Top of Data records

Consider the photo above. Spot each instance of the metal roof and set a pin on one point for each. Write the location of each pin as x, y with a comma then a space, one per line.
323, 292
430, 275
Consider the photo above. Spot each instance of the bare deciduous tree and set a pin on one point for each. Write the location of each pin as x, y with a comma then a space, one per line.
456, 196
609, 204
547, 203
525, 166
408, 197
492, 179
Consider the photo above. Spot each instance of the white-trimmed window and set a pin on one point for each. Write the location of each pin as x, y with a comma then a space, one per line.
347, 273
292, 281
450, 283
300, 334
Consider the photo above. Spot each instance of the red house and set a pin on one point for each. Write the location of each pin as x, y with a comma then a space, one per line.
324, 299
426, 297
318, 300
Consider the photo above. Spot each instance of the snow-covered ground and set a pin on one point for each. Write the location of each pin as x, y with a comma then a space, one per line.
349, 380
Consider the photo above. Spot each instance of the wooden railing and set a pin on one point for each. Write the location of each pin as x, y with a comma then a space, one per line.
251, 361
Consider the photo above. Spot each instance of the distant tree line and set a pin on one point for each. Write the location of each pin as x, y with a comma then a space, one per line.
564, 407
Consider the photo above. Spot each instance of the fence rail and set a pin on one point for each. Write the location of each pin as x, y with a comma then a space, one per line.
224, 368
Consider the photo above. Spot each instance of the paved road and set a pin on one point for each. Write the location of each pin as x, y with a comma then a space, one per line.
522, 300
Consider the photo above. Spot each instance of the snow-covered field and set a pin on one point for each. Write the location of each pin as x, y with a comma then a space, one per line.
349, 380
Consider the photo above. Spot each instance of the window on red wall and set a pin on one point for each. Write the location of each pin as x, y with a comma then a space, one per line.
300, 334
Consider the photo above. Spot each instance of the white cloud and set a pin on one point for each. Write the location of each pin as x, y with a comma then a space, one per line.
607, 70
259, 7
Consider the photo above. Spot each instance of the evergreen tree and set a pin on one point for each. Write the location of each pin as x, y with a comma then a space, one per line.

Bottom of Data records

Brief:
Give back only the lines from the one containing "Consider the photo above. Spot each instance of the fence" through the final line of the entries above, exactly as written, both included.

Written response:
Consider the photo above. Spot each instance of the fence rail and set a pin on one point for each. Write the location of each pin as x, y with a comma then a space, one per line.
224, 368
Consider the photo above. Spot each instance of the paved road and set a pin on one point for each. Write the location of each pin as x, y with a comma then a space, one per line.
522, 300
Consider the photo above. Spot each instance of the snow-covered field and set a pin on one point for each. Write the location of each pin as x, y with a comma then a space, one per line.
349, 380
Consider the photo above. Spot each instance of the window on red wall and set a pin on one point for each. Write the location of each pin as x, y with a comma then a space, one per line.
300, 334
Consider the photo above. Spot each instance of the white cloud and set a pin on one point for each. Write the location of each pin as x, y with a comma then a space, one per line.
607, 70
259, 7
Consider the photo above. Spot each instance of the evergreen tree and set a pin on one point for each. Write the location of each pin as x, y with a comma then a space, one per line.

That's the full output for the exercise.